> [Action item] Using the material that follows, output exactly the lines from the one containing "Scan for roof vent" through the one containing "Scan for person in dark", with both ends kept.

> [Task inputs]
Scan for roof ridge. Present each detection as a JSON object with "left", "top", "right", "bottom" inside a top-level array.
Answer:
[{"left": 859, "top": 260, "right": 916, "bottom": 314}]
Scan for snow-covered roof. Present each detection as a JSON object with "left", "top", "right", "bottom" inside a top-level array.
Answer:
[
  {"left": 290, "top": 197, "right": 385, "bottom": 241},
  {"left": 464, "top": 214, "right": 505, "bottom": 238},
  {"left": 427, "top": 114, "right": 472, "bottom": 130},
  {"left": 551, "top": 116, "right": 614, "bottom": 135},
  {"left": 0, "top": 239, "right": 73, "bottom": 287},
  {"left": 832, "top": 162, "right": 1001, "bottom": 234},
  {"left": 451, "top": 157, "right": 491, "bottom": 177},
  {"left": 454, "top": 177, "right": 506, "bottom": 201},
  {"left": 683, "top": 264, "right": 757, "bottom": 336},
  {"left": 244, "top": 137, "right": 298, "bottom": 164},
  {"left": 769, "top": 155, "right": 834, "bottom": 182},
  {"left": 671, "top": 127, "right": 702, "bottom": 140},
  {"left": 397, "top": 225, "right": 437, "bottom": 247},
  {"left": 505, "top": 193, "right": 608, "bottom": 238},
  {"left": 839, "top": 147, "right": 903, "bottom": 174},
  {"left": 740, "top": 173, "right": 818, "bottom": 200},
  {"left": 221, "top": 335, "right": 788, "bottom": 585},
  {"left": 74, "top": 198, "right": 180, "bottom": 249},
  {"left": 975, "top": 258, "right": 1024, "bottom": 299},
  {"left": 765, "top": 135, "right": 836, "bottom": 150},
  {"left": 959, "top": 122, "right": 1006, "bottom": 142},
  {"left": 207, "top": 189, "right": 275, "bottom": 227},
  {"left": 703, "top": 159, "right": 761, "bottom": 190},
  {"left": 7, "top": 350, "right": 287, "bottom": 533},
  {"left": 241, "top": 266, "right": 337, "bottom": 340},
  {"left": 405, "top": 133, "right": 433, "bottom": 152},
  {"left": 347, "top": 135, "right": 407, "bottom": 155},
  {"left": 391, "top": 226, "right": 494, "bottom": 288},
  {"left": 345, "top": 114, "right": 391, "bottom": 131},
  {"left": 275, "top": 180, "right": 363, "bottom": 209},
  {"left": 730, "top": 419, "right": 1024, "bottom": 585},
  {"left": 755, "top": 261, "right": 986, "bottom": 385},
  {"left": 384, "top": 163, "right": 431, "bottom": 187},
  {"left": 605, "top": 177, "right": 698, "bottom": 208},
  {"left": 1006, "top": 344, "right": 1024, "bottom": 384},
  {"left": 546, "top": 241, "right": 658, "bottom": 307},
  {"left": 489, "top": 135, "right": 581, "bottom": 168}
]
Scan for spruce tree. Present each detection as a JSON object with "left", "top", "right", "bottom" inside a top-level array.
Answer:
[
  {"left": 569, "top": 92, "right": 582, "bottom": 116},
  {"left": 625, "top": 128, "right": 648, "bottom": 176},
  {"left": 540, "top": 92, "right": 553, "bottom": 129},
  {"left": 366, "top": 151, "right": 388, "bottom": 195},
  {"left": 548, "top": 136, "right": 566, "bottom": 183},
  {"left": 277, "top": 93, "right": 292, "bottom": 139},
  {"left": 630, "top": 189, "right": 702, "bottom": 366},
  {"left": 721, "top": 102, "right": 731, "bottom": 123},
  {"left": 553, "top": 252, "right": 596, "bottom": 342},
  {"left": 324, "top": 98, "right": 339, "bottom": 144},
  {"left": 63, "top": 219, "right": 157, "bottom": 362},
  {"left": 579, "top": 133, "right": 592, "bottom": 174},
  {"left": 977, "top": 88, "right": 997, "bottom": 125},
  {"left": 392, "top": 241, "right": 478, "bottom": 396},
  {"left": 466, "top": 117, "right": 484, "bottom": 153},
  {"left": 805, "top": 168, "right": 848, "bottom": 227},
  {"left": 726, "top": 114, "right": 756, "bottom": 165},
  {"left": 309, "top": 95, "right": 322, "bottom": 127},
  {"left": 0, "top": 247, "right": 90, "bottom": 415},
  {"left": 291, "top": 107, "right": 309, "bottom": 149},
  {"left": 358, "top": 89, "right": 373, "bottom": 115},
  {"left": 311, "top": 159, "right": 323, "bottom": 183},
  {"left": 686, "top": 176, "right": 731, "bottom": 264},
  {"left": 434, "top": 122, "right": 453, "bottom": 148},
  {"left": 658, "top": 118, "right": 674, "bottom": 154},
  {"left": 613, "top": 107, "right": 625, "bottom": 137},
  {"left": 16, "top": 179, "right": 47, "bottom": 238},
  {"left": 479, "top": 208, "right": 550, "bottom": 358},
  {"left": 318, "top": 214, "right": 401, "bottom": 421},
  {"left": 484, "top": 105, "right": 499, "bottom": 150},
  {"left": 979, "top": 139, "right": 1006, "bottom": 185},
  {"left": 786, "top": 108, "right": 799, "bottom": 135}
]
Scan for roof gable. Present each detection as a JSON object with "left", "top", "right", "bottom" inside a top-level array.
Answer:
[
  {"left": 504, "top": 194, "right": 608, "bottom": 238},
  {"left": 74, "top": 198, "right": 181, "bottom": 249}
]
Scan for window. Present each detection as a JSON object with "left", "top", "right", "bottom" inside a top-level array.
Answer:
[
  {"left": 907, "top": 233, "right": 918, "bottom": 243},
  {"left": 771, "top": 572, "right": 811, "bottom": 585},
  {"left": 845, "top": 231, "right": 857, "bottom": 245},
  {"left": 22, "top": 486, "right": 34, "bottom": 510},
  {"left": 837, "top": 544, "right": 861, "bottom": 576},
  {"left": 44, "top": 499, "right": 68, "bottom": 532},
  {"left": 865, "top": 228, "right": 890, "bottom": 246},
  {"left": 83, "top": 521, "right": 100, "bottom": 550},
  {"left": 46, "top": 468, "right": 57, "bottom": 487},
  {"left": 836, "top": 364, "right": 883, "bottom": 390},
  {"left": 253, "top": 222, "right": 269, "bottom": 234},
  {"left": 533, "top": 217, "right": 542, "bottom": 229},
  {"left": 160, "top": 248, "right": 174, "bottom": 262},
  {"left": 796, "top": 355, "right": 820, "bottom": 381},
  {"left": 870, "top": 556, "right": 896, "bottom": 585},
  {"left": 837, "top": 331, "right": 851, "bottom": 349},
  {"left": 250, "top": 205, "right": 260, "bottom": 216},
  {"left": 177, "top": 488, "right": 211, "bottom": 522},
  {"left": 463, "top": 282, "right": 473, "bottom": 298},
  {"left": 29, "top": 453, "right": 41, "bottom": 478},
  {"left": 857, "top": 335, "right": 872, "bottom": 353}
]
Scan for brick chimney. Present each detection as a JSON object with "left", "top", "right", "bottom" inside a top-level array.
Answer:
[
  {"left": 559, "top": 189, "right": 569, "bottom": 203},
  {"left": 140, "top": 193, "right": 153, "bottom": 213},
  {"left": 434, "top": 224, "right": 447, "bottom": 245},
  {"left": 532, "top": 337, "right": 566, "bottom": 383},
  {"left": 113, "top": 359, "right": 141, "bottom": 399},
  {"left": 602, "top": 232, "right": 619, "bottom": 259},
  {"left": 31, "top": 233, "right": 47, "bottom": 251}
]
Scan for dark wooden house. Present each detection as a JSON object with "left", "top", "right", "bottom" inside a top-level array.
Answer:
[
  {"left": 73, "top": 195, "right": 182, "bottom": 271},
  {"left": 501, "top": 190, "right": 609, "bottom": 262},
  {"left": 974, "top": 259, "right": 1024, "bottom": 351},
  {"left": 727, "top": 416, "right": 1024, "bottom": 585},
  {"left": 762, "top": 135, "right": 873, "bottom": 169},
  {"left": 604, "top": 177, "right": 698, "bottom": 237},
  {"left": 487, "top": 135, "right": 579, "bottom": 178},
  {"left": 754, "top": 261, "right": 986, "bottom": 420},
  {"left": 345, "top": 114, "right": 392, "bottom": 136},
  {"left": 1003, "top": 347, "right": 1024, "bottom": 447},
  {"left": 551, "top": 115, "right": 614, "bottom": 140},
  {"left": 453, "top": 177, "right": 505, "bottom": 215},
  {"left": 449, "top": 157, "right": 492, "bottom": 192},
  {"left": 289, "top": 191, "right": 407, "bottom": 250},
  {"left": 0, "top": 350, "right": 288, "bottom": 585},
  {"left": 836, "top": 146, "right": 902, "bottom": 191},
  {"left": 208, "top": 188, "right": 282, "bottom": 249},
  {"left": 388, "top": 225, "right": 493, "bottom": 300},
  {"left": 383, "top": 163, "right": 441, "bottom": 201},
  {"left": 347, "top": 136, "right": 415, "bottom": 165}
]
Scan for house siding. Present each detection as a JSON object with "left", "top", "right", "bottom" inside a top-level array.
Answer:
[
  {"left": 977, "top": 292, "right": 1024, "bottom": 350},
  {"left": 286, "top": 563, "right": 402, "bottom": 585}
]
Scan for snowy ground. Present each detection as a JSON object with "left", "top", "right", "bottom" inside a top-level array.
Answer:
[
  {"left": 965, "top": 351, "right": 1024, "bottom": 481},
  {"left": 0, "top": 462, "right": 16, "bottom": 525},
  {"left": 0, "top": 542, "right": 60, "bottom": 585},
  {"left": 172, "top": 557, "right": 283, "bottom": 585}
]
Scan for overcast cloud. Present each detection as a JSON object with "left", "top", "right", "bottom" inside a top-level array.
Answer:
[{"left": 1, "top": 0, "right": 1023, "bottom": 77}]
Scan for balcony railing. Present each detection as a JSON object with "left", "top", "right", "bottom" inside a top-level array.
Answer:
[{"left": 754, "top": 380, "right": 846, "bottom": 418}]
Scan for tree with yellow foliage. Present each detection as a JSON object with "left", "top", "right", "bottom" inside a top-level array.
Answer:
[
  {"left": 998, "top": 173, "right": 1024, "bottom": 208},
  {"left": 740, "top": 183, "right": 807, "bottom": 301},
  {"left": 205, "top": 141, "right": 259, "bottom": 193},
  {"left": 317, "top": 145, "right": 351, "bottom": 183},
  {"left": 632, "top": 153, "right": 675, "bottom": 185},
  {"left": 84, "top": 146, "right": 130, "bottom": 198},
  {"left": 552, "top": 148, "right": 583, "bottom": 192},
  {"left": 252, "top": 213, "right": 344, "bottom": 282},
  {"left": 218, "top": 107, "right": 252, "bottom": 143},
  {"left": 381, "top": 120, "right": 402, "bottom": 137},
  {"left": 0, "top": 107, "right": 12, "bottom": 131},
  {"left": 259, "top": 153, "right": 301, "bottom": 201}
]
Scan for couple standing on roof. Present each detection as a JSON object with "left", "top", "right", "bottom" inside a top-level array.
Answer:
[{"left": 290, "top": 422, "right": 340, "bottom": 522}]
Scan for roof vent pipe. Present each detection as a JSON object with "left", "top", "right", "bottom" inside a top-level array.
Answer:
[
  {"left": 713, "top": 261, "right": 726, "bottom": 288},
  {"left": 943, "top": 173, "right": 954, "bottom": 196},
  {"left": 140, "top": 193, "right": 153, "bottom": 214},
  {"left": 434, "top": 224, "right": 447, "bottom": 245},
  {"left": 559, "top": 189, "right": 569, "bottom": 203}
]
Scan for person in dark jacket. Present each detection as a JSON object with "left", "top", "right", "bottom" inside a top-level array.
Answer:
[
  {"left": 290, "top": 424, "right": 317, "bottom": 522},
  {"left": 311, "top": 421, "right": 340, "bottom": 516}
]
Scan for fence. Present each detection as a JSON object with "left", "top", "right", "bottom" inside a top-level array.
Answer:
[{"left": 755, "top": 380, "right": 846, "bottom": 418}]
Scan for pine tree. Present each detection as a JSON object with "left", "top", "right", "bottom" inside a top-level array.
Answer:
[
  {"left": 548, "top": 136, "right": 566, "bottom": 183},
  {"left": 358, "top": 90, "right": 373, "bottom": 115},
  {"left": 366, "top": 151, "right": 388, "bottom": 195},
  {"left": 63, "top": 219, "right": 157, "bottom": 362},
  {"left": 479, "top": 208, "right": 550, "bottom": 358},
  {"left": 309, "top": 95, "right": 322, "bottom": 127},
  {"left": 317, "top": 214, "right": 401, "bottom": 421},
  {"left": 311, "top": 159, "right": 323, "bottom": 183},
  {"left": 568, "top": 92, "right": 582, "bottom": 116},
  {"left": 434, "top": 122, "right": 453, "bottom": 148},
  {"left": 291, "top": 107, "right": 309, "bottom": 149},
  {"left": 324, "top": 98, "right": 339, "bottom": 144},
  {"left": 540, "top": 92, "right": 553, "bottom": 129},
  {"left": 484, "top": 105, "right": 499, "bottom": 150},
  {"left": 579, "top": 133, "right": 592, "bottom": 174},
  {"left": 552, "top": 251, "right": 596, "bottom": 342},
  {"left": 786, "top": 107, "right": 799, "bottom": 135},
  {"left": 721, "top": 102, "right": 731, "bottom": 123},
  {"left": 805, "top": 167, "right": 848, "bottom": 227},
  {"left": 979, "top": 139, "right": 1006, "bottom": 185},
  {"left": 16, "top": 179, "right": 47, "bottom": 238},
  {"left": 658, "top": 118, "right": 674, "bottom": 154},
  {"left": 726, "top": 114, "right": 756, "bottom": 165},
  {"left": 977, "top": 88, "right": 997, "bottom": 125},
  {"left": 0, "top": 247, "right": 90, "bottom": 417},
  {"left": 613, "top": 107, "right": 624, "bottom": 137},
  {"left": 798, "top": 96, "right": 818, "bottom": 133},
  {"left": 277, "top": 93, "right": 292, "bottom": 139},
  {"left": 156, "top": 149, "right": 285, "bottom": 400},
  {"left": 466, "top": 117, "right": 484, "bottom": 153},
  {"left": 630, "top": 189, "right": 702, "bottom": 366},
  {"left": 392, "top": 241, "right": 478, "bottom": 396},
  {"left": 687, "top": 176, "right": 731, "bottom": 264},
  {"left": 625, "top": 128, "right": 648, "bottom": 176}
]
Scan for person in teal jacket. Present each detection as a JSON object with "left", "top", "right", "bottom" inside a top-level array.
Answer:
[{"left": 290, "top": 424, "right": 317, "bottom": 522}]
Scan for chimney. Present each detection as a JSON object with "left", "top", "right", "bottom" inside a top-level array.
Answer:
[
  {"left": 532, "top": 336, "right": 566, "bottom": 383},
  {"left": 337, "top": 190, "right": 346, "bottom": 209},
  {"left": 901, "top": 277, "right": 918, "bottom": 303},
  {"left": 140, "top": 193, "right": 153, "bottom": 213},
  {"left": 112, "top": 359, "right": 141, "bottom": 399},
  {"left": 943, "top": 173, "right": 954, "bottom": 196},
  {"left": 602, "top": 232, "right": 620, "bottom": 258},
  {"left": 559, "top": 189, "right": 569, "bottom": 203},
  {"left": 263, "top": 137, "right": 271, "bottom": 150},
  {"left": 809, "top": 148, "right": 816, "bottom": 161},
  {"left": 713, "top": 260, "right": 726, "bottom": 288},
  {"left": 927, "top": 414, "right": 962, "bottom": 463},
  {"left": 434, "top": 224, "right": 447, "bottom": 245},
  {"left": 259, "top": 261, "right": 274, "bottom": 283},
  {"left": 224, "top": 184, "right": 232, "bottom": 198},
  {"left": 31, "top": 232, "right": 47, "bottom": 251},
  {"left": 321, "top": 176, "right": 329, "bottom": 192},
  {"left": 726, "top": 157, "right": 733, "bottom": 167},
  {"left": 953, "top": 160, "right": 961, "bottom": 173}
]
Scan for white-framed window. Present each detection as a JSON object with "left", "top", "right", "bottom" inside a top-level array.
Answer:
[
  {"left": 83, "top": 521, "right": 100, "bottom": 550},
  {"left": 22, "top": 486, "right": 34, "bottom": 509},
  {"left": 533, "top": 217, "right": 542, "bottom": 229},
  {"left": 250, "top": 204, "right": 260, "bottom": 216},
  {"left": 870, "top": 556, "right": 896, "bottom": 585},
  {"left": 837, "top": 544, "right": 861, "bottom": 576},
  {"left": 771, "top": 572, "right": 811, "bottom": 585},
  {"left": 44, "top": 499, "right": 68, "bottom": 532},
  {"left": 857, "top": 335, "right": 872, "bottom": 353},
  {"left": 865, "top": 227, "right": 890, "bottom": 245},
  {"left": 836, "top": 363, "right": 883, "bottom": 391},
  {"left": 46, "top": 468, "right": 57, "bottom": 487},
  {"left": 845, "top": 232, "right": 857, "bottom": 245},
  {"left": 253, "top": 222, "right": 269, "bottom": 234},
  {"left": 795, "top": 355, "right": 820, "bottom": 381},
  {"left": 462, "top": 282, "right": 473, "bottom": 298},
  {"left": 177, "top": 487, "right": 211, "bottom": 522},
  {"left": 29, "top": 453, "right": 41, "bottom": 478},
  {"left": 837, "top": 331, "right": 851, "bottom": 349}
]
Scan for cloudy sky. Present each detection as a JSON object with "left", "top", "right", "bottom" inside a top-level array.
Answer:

> [Answer section]
Scan for roof vent pipe. Present each detection as a JSON object with "left", "top", "right", "bottom" inside a top-level array.
Answer:
[
  {"left": 713, "top": 261, "right": 726, "bottom": 288},
  {"left": 943, "top": 173, "right": 954, "bottom": 196},
  {"left": 140, "top": 193, "right": 153, "bottom": 214},
  {"left": 434, "top": 224, "right": 447, "bottom": 245},
  {"left": 559, "top": 189, "right": 569, "bottom": 203}
]
Scan for person in dark jacket. Present each detection as a JSON object with "left", "top", "right", "bottom" inside a top-level array.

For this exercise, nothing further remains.